# Exercise set
• 1. Please pull out, word for word, the part of the post on teaching evolution from "- Epperson v." to "creationism in schools.".
• 2. Continue the post on teaching evolution from its last sentence.

# Selected excerpt
◆ ◆ ◆ ◆
Our meeting topic this week is the education system. This is a topic that was brought up in several meetings last quarter, so we’ve dedicated an entire conversation to it. Education is a very broad topic, so there are a lot of different facets that can be covered and several directions this conversation can go. As such, I thought it might be a good idea to break up this topic into a few different posts.
First up, evolution.
There is a common theory that Charles Darwin hesitated publishing his book On the Origin of Species because he feared the religious backlash. This might not be the case. He was busy writing other books and he talked about his theory of evolution openly without causing any outrage. However, the publication did result in international debate and has fundamentally altered biology and science in general.
You’ve probably learned about evolution through Natural Selection in a high school biology class at some point, but even today that type of education is occasionally challenged by religious fundamentalists. Here is a very brief overview of the legal cases regarding the teaching of evolution (and creationism) in the United States.
- Scopes Trial (1925) – Tennessee made it illegal to teach evolution. Scopes was found guilty and fined $100.
- Epperson v. Arkansas (1968) – Supreme Court case that ruled that bans on teaching evolution were unconstitutional.
- Edwards v. Aguillard (1987) – Supreme Court case that prohibited the teaching of creationism in schools.
◆ ◆ ◆ ◆
# Data excerpts

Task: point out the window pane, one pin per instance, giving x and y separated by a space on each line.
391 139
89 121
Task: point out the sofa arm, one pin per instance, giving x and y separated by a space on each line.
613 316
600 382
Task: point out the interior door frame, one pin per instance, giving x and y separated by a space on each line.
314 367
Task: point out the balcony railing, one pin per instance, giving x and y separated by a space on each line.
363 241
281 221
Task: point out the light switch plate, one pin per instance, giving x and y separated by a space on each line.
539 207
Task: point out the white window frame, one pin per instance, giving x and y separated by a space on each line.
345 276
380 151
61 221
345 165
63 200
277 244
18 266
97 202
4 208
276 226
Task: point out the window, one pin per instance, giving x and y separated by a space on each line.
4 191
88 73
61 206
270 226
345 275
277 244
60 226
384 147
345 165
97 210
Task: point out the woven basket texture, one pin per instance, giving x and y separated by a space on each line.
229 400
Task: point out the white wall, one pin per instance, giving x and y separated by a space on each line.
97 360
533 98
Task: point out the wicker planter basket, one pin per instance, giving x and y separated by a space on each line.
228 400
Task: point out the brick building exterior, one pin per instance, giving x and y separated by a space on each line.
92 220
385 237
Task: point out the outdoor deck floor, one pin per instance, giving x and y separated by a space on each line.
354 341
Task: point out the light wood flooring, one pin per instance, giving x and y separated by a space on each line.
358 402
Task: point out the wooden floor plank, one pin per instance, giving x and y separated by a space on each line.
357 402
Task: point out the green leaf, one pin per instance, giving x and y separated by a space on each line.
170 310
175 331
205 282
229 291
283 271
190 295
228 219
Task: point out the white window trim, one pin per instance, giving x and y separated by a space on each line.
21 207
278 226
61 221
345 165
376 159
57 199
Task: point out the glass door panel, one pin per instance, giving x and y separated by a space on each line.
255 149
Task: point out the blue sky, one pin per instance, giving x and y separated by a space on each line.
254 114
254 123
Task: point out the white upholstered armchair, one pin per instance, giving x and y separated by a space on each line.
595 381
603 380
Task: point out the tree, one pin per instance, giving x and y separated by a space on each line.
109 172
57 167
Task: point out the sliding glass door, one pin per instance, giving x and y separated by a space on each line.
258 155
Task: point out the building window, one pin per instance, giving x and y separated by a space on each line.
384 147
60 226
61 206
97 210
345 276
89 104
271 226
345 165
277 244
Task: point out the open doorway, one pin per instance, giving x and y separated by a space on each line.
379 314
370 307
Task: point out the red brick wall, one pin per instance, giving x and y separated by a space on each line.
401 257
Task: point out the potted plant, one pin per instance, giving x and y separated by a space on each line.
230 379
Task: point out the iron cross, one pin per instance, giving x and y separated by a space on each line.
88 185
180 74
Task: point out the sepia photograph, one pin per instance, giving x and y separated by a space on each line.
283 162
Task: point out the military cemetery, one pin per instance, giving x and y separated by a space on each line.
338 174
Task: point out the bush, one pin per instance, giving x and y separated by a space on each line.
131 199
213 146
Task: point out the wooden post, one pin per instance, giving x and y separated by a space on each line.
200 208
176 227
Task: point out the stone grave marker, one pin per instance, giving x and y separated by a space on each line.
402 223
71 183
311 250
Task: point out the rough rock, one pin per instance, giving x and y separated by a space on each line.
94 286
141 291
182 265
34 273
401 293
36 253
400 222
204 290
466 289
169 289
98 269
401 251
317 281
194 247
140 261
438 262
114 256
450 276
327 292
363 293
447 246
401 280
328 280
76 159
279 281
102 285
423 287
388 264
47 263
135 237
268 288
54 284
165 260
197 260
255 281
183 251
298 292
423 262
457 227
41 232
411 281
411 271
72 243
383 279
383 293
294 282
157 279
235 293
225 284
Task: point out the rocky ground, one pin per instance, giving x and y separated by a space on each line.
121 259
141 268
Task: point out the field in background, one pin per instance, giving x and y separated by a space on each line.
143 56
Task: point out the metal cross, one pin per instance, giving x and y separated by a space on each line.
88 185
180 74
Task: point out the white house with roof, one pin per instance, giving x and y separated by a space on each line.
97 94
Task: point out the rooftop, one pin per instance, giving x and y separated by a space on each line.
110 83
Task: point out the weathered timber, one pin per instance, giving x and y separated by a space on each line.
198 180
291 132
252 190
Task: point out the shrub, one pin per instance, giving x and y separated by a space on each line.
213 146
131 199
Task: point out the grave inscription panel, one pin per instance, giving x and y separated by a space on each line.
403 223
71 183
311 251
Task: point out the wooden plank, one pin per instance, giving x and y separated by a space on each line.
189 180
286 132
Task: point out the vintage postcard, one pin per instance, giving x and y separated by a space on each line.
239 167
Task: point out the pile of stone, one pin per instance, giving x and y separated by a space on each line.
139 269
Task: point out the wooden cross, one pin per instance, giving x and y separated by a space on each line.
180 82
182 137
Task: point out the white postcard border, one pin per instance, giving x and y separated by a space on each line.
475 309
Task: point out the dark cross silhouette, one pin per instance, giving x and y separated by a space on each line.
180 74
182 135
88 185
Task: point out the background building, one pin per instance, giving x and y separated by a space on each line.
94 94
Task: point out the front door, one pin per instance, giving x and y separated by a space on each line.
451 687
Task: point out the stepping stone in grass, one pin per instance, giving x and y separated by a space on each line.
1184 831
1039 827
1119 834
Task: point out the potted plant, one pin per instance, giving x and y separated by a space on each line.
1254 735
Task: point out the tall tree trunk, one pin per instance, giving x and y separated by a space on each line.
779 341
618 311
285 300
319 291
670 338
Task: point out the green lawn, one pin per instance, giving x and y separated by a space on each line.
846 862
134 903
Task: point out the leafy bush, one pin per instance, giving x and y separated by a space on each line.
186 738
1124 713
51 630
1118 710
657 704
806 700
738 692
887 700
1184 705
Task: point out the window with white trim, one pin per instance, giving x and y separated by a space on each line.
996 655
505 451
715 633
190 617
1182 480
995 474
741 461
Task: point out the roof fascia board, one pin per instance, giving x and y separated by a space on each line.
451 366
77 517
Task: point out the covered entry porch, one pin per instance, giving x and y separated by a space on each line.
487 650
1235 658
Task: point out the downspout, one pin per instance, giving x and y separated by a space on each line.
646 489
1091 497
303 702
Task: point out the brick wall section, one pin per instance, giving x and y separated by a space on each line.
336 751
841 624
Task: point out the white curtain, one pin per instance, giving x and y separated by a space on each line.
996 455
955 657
◆ ◆ ◆ ◆
# Answers
• 1.
- Epperson v. Arkansas (1968) – Supreme Court case that ruled that bans on teaching evolution were unconstitutional.
- Edwards v. Aguillard (1987) – Supreme Court case that prohibited the teaching of creationism in schools.

• 2.
- Kitzmiller v. Dover (2005) – A Pennsylvania District court case that ruled that Intelligent Design was not allowed to be taught in schools because of its religious connotations.
ArsTechnica has a great rundown of the history of the debate on creationism, from a few different perspectives. It gives a pretty thorough list of different factions and what they support (Young Earth Creationism, Day Age Creationism, Intelligent Design, etc.)
This is still a hotly debated topic, despite the overwhelming (and growing) evidence for evolution.
Just a few weeks ago, there was a debate between creationist Ken Ham, president of Answers in Genesis and the Creation Museum, and science educator and TV personality Bill Nye. You can watch the full debate on Youtube.
If you are not aware, Texas is often a battleground for this debate because of the approval process for textbooks. Because of the size of Texas school districts, publishers basically get the books approved in Texas, and just use the same book in the rest of the country. And for this reason, their school boards elections are a bigger deal than most. The State Board of Education typically has a large bloc of Creationist members that offer recommendations to publishers to undermine the teaching of evolution.
However, recently the major textbook publishers ignored these recommendations and the Board approved them anyway (because they need textbooks), so there is some hope that this front of the debate will be less important in the future.
About 33% of adults in the US still reject the idea of humans evolving over time, according to the Pew Research Center’s latest survey. This is actually consistent with their findings in 2009.
So that’s more or less where things stand today. I’m sortof taking for granted that anyone reading this will already accept the theory of evolution. But I find it interesting how contentious this issue is even with the amount of evidence in favor of evolution, just because religion is involved. The only other topic that might cause as much controversy when mixing with education is probably politics.